[Rows of box annotation data]
========================================

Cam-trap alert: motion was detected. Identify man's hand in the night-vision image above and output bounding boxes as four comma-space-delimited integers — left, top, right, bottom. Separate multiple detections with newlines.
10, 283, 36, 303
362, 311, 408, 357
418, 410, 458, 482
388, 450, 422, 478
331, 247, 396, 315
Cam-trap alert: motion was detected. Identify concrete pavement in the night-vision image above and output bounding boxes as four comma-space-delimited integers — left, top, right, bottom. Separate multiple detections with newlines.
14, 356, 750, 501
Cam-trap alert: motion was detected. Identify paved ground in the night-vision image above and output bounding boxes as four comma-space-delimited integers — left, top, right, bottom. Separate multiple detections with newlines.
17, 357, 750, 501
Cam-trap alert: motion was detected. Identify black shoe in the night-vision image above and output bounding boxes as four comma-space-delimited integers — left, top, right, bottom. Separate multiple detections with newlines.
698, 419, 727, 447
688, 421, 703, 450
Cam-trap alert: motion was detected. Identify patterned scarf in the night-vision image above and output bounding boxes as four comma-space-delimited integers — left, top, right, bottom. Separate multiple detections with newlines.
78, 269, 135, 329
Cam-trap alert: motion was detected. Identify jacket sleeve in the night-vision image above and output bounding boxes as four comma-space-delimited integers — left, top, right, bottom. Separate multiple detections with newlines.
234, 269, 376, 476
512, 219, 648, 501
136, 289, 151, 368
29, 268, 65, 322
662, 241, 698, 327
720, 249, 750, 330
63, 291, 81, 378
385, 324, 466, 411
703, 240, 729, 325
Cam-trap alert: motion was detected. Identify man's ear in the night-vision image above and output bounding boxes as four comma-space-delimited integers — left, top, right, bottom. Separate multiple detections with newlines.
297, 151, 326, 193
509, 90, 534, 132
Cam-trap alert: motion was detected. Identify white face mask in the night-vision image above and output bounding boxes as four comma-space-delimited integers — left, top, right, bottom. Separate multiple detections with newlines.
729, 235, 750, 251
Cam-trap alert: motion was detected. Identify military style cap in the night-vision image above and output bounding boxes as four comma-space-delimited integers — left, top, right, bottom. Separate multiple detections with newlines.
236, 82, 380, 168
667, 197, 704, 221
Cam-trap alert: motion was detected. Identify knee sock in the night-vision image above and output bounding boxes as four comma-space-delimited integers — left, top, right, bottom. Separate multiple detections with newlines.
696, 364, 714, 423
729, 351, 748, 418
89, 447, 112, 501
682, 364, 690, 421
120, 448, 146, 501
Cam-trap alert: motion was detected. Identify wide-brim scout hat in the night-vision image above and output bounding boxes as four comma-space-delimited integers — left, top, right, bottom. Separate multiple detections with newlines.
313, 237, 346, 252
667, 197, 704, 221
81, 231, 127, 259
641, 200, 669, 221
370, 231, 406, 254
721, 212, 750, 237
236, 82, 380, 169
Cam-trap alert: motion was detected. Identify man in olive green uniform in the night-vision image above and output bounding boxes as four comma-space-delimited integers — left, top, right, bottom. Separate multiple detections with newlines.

========================================

• Your objective: Rewrite all of the lines above as a numbered list, leaving out any blank lines.

• Response to this task:
1. Cam-trap alert: motion was detected. Identify man's hand in the night-vision image above and output bounding boxes as four comma-space-delimited integers — left, top, right, bottom. Separate multiple detections with newlines.
2. 10, 283, 36, 303
3. 362, 311, 408, 357
4. 418, 410, 458, 482
5. 388, 450, 422, 478
6. 331, 247, 396, 315
7. Cam-trap alert: motion was detected. Identify concrete pavement in the night-vision image above and output bounding boxes as four comma-space-delimited integers — left, top, right, bottom. Separate multiple detections with newlines.
8. 14, 356, 750, 501
9. Cam-trap alert: motion was detected. Identify paved ground in the night-vision image above and output bounding boxes as four comma-space-delimited integers — left, top, right, bottom. Separate multiple detections with newlines.
10. 17, 357, 750, 501
11. Cam-trap alert: motion was detected. Identify black shoe in the night-vision image above and output bounding boxes as four comma-space-delimited integers — left, top, right, bottom. Separate multiple detections with newlines.
12. 698, 419, 727, 447
13. 688, 421, 703, 450
14. Cam-trap alert: motion was detected. Identify patterned scarf in the night-vision image above and output bounding boxes as four comma-space-delimited integers — left, top, right, bottom. Separate multiple detections with newlines.
15. 78, 269, 135, 329
16. Cam-trap alert: motion was detected. Identify jacket sleeve in the night-vision image above and output bounding boxes as four comma-space-delimited integers — left, top, right, bottom. Separate multiple detections with newlines.
17. 234, 269, 376, 476
18. 512, 219, 648, 501
19. 136, 289, 151, 368
20. 29, 268, 65, 322
21. 662, 241, 698, 327
22. 720, 249, 750, 330
23. 63, 291, 81, 378
24. 385, 324, 466, 411
25. 703, 240, 729, 325
26. Cam-trap alert: motion was detected. Identify man's ear in the night-vision image above and output bounding boxes as four comma-space-delimited integers — left, top, right, bottom. Separate multiple detections with newlines.
27. 297, 151, 326, 193
28. 509, 90, 534, 132
29. Cam-trap alert: motion was detected. Identify white face mask in the night-vision image above and output bounding boxes as four comma-space-delimited integers — left, top, right, bottom. Separate multiple detections with newlines.
30. 729, 235, 750, 251
31. Cam-trap alert: motion was detected. Identify military style cap in the night-vision image above and output bounding boxes as four comma-space-delimited integers — left, top, right, bottom. Separate multiple detections with newlines.
32. 236, 82, 380, 168
33. 667, 197, 704, 221
34. Cam-trap alert: motion was detected. Identify knee sock in the night-vision image above and output bounding boxes as four comma-space-delimited integers — left, top, right, bottom. Separate multiple detections with newlines.
35. 696, 364, 714, 423
36. 729, 351, 748, 418
37. 89, 447, 112, 501
38. 682, 364, 690, 421
39. 120, 448, 146, 501
40. Cam-trap alert: motion was detected. Identify wide-brim scout hat in the night-vision image above and output bounding boxes as four comma-space-delimited integers — left, top, right, bottom. Separate multiple detections with newlines.
41. 313, 237, 346, 252
42. 667, 197, 704, 221
43. 81, 231, 127, 259
44. 641, 200, 669, 221
45. 370, 231, 406, 254
46. 721, 212, 750, 237
47. 236, 82, 380, 169
48. Cam-trap alert: motion was detected. Identify man in olive green uniform in the night-vision image above and output bounding boxes as four comma-space-delimited integers — left, top, right, bottom. Separate multiple detections with newlines.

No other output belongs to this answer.